▸ ФРАГМЕНТ ДОКУМЕНТА
Шрифт:
И вот в пору насильственной немоты зазвучал во всю свою мощь - от громовых раскатов до свистящего шепота - мятежный человеческий голос. В нем не было ничего от военной команды, бравых криков восторга, сладкозвучия казенных соловьев. Голос удивительной красоты говорил: нельзя равнять человека с флейтой, и можно, будучи бессильным, с потрясающей силой хохотать надо всем, что сильно.
Хохотать от горя и ненависти.
Вот в чем заключалась такая необычайная степень воздействия этого произведения в ту пору. Оно было нарушением молчания. Все в нем было мятежным: и содержание, и стиль.
Кляп выпал.
Невысокий человек на сцене Петровского театра вырастал до огромного роста. Белинский писал, что исполинская его тень подымалась до самого потолка театрального зала. Этот человек показал, что можно вырваться из строя, нарушить команду, порвать душащий грудь мундир, отказаться молчать.

[Собранные записи данных]
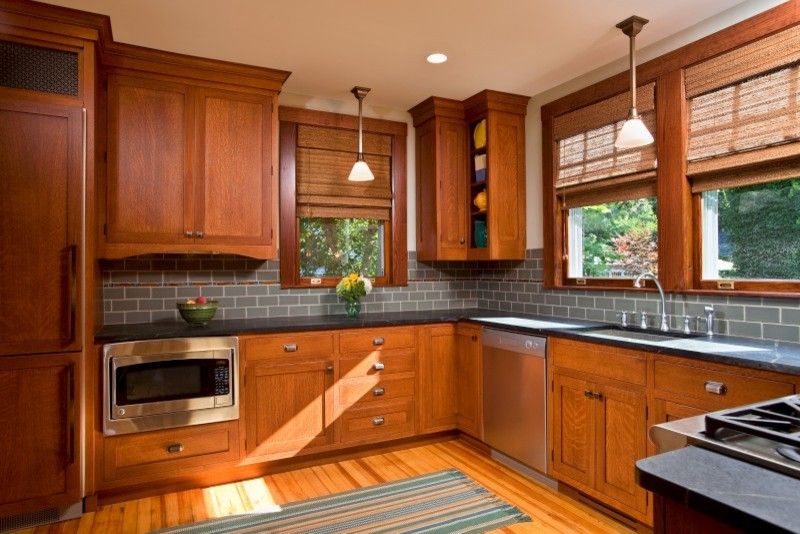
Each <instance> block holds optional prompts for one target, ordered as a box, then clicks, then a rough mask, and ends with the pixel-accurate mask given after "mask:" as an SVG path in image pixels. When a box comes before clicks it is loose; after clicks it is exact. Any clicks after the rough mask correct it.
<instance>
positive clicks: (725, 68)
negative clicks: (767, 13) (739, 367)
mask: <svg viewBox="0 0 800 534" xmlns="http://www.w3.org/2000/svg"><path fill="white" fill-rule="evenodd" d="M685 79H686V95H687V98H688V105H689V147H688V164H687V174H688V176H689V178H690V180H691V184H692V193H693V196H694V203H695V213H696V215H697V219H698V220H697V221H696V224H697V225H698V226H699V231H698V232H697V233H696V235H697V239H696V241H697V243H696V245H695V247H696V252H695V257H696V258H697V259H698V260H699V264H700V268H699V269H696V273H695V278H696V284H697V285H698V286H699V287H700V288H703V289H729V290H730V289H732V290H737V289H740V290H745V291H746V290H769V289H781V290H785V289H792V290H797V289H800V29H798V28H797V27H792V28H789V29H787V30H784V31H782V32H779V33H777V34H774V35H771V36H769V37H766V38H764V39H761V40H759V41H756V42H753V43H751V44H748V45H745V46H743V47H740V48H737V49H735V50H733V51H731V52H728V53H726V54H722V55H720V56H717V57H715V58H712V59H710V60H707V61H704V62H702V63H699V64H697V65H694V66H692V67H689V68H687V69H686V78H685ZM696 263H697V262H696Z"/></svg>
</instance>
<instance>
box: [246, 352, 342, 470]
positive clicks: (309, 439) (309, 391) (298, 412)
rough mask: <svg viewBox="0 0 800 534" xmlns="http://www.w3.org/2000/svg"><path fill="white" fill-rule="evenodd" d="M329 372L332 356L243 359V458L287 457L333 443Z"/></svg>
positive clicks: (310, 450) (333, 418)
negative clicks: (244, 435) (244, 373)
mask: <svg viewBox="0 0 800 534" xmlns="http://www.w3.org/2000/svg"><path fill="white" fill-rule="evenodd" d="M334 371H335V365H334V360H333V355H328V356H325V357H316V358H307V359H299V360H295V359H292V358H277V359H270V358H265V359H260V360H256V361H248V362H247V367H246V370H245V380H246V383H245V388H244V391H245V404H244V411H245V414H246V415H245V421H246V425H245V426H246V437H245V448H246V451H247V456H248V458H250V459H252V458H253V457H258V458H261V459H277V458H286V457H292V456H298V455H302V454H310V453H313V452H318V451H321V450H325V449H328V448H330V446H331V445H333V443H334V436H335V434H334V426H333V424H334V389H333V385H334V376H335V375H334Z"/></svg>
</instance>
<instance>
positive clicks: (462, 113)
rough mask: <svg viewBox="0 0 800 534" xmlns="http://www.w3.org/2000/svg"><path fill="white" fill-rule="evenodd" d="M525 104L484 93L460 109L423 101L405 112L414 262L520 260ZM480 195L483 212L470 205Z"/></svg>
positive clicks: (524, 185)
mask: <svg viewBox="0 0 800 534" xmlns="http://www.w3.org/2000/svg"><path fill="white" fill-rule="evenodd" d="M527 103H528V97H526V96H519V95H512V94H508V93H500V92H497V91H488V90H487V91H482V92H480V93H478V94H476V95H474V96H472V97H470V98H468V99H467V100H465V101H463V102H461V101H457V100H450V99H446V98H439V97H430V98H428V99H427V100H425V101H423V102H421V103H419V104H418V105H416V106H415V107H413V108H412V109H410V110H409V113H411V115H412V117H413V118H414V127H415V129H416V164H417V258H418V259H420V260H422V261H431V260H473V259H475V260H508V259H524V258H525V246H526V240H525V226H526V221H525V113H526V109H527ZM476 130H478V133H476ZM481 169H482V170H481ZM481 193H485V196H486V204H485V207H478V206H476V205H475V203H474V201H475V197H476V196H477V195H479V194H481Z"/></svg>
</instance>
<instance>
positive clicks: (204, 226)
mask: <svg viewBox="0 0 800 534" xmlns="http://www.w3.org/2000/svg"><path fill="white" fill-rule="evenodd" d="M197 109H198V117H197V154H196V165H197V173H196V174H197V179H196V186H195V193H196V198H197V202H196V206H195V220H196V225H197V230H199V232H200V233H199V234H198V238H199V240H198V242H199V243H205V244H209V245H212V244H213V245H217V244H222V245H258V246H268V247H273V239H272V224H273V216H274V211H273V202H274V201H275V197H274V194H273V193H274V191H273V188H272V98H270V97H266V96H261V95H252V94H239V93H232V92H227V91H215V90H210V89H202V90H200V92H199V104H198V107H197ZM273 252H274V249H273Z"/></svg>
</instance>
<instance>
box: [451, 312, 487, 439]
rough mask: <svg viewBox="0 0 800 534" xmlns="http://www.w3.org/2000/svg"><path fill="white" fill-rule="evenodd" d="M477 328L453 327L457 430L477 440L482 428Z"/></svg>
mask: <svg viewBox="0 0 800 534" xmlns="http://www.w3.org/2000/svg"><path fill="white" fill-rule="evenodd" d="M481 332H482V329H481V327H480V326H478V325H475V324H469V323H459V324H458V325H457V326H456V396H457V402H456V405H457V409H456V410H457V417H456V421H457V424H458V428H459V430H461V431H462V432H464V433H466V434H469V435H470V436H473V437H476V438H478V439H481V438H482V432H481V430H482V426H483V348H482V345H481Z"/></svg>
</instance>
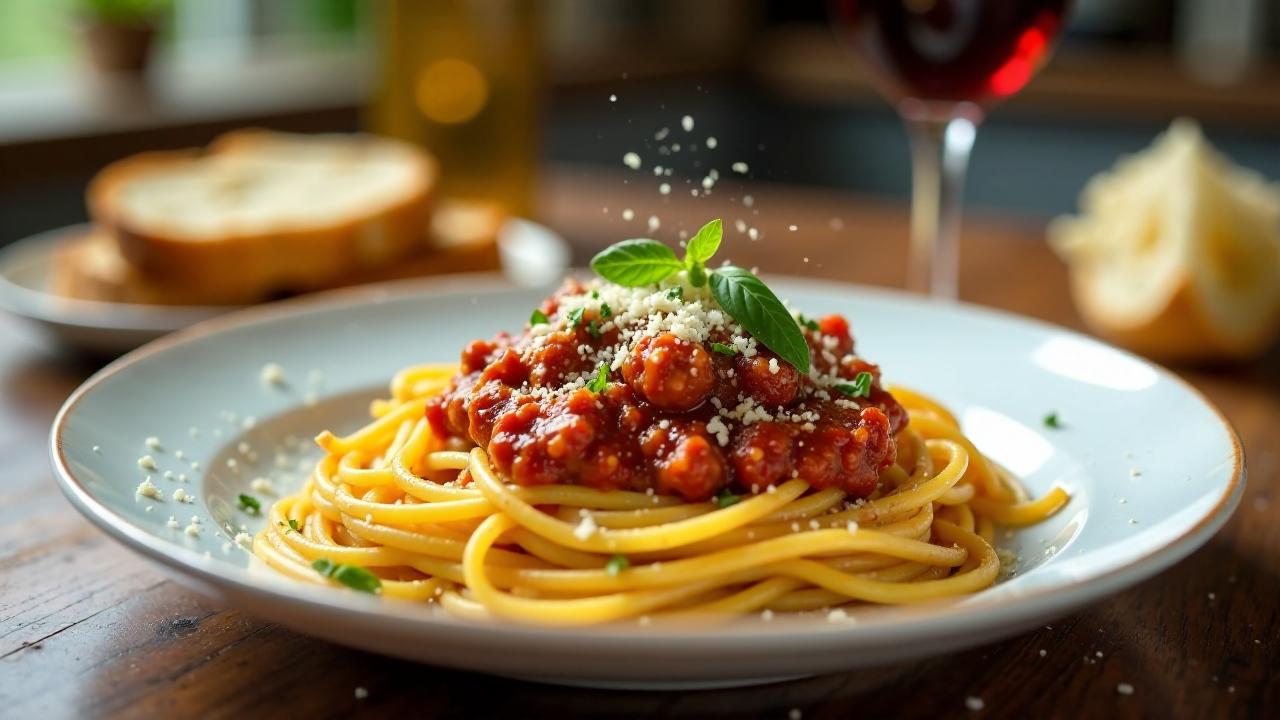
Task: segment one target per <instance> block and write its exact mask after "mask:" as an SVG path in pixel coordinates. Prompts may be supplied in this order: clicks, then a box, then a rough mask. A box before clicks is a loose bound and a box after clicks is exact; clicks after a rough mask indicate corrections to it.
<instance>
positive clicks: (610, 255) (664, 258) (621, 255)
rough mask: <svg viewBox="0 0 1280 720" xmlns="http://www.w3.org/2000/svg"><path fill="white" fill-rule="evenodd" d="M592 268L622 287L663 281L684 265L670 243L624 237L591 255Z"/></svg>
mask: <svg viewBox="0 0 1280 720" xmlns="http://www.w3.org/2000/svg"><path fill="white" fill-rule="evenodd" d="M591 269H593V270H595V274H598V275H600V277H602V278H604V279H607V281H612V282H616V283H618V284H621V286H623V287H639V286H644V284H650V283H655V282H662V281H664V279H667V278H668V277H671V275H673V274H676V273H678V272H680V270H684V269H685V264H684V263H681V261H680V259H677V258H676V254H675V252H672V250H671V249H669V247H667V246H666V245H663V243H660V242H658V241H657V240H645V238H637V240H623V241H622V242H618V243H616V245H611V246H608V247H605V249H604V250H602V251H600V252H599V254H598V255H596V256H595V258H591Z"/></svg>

==

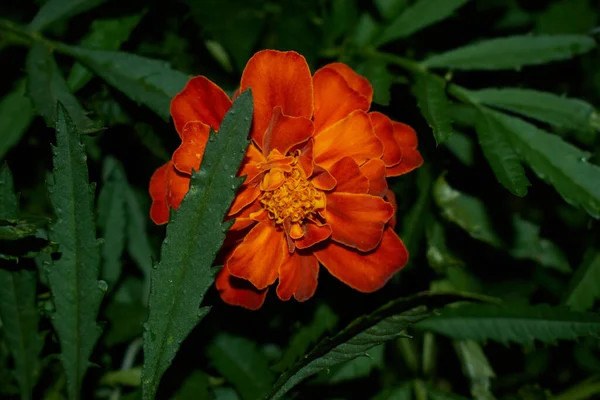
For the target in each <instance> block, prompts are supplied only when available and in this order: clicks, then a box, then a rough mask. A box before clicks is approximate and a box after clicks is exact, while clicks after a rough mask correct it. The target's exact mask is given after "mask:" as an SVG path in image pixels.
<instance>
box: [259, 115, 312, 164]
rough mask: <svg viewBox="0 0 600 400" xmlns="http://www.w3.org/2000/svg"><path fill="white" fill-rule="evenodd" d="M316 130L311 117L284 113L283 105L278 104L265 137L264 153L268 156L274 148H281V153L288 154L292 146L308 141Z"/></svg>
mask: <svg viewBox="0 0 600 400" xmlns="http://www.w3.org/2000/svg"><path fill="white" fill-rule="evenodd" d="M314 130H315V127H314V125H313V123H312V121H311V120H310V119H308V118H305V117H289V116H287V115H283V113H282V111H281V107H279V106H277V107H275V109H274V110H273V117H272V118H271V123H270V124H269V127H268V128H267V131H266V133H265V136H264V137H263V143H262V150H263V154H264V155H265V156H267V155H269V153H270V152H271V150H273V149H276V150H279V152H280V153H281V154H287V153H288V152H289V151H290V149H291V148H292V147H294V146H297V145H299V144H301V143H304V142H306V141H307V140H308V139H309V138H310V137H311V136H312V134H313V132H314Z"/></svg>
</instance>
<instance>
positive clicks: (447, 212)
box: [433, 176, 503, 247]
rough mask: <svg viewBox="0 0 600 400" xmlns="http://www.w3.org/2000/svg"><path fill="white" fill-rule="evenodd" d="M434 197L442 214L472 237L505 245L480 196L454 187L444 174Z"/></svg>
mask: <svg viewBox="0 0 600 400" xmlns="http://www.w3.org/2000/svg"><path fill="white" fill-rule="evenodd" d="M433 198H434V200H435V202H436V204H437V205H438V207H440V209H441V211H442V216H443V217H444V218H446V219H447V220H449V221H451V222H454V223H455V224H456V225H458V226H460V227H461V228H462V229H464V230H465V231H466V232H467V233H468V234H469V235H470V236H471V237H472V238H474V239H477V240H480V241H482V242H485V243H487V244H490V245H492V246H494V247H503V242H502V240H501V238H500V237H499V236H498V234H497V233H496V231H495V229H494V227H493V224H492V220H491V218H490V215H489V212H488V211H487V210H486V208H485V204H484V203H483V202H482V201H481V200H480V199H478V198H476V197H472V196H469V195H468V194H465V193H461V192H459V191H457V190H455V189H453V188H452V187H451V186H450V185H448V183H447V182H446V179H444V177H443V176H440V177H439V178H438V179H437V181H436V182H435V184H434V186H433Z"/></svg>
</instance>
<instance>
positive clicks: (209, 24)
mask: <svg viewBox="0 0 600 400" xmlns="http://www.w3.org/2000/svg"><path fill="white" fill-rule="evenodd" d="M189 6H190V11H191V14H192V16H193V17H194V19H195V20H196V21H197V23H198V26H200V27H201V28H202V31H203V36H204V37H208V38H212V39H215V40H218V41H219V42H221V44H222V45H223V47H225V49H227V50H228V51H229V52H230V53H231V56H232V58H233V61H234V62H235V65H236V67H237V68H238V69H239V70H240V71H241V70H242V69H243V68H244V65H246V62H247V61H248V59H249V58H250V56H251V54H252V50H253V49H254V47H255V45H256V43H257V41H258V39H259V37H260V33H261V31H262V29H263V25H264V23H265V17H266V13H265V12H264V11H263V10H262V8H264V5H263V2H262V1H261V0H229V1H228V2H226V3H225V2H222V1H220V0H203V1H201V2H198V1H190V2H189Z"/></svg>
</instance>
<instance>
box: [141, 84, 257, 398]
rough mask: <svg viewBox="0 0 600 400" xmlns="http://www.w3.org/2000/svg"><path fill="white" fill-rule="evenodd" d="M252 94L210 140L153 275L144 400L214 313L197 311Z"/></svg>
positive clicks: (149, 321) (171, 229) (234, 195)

▸ ЗАДАНИЕ
Напишите продолжение отрывка о спектакле в Петровском театре. Начните сразу после его последнего предложения.

▸ ОТВЕТ
Увлечение Шекспиром носило различный характер и совсем не было всеобщим.
Булгарин писал: "Теперь только и речей, что о Шекспире, а я той веры, что Шекспиру подражать не можно и не должно. Шекспир должен быть для нашего века не образцом, а только историческим памятником". ("Театральные воспоминания Фаддея Булгарина". "Пантеон русского и всех европейских театров", ч. 1. Спб., 1840, стр. 91.)
Подражать Шекспиру призывал Пушкин. "Борис Годунов" был задуман "по системе отца нашего Шекспира". Пушкин считал свою трагедию "истинно романтической". Однако и романтизм понимался по-разному. В "Партизанке классицизма" Шевырев восхвалял Шекспира по-своему, в этом случае была существенна лишь романтическая бутафория кинжалов, змей, "мрака готического храма" и т. д.
И кровью пламенной облитый
Шекспира грозного кинжал
В цветах змеею ядовитой
Перед тобою не сверкал.
В этой стилистике образы не отражали жизненных явлений. Их ассоциативная сила была уничтожена. Кинжалы оказывались тупыми, ужасы безопасными; романтическая декламация не могла закончиться ни кровью из горла, ни казематом.
В крепостной России Шекспир - "исторический памятник", "романтик" являлся лишь предлогом для салонной болтовни; "мужицкий" Шекспир вновь становился современным автором, восставшим не только против Дании-тюрьмы, но и против всех государств, схожих с острогом.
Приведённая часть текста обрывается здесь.